Referring expression data
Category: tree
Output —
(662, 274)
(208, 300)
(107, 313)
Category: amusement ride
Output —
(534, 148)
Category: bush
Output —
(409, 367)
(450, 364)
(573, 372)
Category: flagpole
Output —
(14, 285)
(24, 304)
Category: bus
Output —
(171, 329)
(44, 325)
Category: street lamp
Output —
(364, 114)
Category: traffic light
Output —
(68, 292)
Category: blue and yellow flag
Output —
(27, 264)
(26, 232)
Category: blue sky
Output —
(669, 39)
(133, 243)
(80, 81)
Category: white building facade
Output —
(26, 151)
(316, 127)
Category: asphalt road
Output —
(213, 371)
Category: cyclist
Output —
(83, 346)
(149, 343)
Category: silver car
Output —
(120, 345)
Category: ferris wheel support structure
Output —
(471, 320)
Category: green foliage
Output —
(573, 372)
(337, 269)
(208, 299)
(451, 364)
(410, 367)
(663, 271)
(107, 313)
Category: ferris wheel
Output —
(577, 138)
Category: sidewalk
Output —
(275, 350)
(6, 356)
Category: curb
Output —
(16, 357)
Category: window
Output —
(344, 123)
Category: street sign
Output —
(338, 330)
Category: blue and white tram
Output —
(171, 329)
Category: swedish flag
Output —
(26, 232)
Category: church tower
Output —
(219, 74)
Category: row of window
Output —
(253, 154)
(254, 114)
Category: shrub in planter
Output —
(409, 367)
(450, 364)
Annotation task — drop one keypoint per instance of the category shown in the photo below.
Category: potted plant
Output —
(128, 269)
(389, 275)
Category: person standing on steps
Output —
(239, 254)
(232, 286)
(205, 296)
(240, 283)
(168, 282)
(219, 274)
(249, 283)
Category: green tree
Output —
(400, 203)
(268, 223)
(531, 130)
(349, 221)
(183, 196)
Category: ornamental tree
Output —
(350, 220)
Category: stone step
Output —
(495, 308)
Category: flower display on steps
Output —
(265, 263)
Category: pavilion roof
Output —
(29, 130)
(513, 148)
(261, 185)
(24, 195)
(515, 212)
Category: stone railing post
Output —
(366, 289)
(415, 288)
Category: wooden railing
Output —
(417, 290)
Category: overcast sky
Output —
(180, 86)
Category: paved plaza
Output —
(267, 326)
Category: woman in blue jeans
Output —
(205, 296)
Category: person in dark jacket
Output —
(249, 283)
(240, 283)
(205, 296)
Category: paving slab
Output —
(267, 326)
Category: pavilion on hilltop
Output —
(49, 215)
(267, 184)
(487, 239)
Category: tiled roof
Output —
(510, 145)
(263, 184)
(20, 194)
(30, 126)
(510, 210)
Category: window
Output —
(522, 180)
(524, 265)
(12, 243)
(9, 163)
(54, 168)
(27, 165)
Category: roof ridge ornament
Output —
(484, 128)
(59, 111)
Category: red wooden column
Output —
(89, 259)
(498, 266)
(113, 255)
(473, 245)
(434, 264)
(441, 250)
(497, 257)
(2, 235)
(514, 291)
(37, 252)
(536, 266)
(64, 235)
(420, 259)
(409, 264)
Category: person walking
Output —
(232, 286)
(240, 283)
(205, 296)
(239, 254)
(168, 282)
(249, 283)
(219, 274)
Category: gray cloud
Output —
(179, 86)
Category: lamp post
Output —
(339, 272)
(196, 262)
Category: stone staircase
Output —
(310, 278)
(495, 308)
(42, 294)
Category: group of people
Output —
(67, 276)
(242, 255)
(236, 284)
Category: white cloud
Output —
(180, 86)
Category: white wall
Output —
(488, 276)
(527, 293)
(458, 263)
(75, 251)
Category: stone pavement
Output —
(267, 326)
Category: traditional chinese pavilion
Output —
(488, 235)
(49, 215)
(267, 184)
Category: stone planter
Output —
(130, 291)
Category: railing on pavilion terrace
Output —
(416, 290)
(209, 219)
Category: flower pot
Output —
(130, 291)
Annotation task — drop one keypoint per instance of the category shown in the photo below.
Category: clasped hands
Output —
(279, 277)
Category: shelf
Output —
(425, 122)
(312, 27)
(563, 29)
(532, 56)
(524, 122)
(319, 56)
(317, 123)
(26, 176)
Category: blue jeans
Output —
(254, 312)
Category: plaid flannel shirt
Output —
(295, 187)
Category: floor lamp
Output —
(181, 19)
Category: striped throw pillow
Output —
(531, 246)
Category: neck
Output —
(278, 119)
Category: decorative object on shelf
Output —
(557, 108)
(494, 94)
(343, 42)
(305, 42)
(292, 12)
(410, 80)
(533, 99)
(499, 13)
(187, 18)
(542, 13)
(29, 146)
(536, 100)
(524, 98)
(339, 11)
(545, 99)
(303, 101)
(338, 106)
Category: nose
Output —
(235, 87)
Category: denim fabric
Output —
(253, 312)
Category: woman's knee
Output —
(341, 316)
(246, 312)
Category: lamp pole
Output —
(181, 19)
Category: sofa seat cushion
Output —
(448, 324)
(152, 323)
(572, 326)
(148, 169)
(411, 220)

### PROBLEM DESCRIPTION
Each line must be given again exactly as written above.

### ANSWER SECTION
Category: tree
Output —
(662, 274)
(208, 300)
(107, 313)
Category: amusement ride
Output —
(534, 148)
Category: bush
Output —
(409, 367)
(450, 364)
(573, 372)
Category: flagpole
Output —
(14, 285)
(24, 304)
Category: bus
Output —
(171, 329)
(44, 325)
Category: street lamp
Output —
(364, 114)
Category: traffic light
Output —
(68, 292)
Category: blue and yellow flag
Output —
(27, 264)
(26, 232)
Category: blue sky
Output —
(669, 39)
(133, 243)
(80, 81)
Category: white building facade
Output —
(26, 151)
(316, 127)
Category: asphalt road
Output —
(213, 371)
Category: cyclist
Output —
(83, 346)
(149, 343)
Category: silver car
Output —
(120, 345)
Category: ferris wheel support structure
Output —
(471, 320)
Category: green foliage
Output —
(573, 372)
(337, 269)
(208, 299)
(451, 364)
(410, 367)
(663, 271)
(107, 313)
Category: ferris wheel
Output —
(577, 138)
Category: sidewalk
Output —
(275, 350)
(6, 356)
Category: curb
Output —
(16, 357)
Category: window
Output —
(344, 123)
Category: street sign
Output —
(338, 330)
Category: blue and white tram
Output —
(171, 329)
Category: swedish flag
Output —
(26, 232)
Category: church tower
Output —
(219, 74)
Category: row of window
Output —
(253, 154)
(254, 114)
Category: shrub in planter
Output —
(409, 367)
(450, 364)
Annotation task — drop one keypoint per instance of the category shown in the photo below.
Category: potted plant
Output —
(128, 269)
(389, 275)
Category: person standing on steps
Output —
(239, 254)
(232, 286)
(205, 296)
(240, 283)
(168, 282)
(219, 274)
(249, 283)
Category: green tree
Output —
(400, 203)
(268, 223)
(531, 130)
(349, 221)
(183, 196)
Category: ornamental tree
Output —
(350, 220)
Category: stone step
Output —
(495, 308)
Category: flower display on steps
Output —
(265, 263)
Category: pavilion roof
Output —
(29, 130)
(513, 148)
(261, 185)
(24, 195)
(515, 212)
Category: stone railing post
Output —
(366, 289)
(415, 288)
Category: wooden railing
Output —
(417, 290)
Category: overcast sky
Output —
(180, 86)
Category: paved plaza
Output —
(267, 326)
Category: woman in blue jeans
Output —
(205, 296)
Category: person in dark jacket
Output —
(249, 283)
(240, 283)
(205, 296)
Category: paving slab
Output —
(267, 326)
Category: pavilion on hilltop
Output —
(49, 215)
(267, 184)
(487, 239)
Category: tiled roof
Output —
(510, 145)
(263, 184)
(20, 194)
(30, 126)
(510, 210)
Category: window
Output —
(522, 180)
(524, 265)
(12, 243)
(9, 163)
(54, 168)
(27, 165)
Category: roof ridge ornament
Output —
(484, 128)
(59, 111)
Category: red wooden column
Output —
(89, 259)
(498, 266)
(113, 255)
(473, 245)
(434, 264)
(441, 250)
(497, 257)
(2, 235)
(514, 291)
(37, 252)
(536, 266)
(64, 235)
(420, 259)
(409, 264)
Category: person walking
Output —
(232, 286)
(240, 283)
(205, 296)
(239, 254)
(168, 282)
(249, 283)
(219, 274)
Category: gray cloud
Output —
(179, 86)
Category: lamp post
Output —
(339, 272)
(196, 262)
Category: stone staircase
Output —
(310, 278)
(495, 308)
(42, 294)
Category: group of people
Output —
(67, 276)
(242, 255)
(236, 284)
Category: white cloud
Output —
(180, 86)
Category: white wall
Output —
(488, 276)
(527, 293)
(458, 263)
(75, 251)
Category: stone pavement
Output —
(267, 326)
Category: traditional chinese pavilion
Output —
(488, 235)
(49, 215)
(267, 184)
Category: stone planter
Output —
(130, 291)
Category: railing on pavilion terrace
Output —
(416, 290)
(209, 219)
Category: flower pot
Output —
(130, 291)
Annotation task — drop one keypoint per instance of the category shown in the photo below.
Category: clasped hands
Output —
(279, 277)
Category: shelf
Output —
(425, 122)
(312, 27)
(563, 29)
(532, 56)
(524, 122)
(319, 56)
(317, 123)
(26, 176)
Category: blue jeans
Output —
(254, 312)
Category: plaid flannel shirt
Output —
(295, 187)
Category: floor lamp
Output —
(181, 19)
Category: striped throw pillow
Output —
(531, 246)
Category: neck
Output —
(278, 119)
Category: decorative object on shelf
Output —
(557, 108)
(494, 94)
(343, 42)
(305, 42)
(292, 12)
(410, 80)
(533, 99)
(499, 13)
(187, 18)
(542, 13)
(29, 146)
(536, 100)
(524, 98)
(339, 11)
(545, 99)
(303, 101)
(338, 106)
Category: nose
Output —
(235, 87)
Category: denim fabric
Output —
(253, 312)
Category: woman's knee
Output —
(341, 316)
(246, 312)
Category: lamp pole
Output —
(181, 19)
Category: sofa seat cushion
Output —
(448, 324)
(152, 323)
(572, 326)
(148, 169)
(411, 220)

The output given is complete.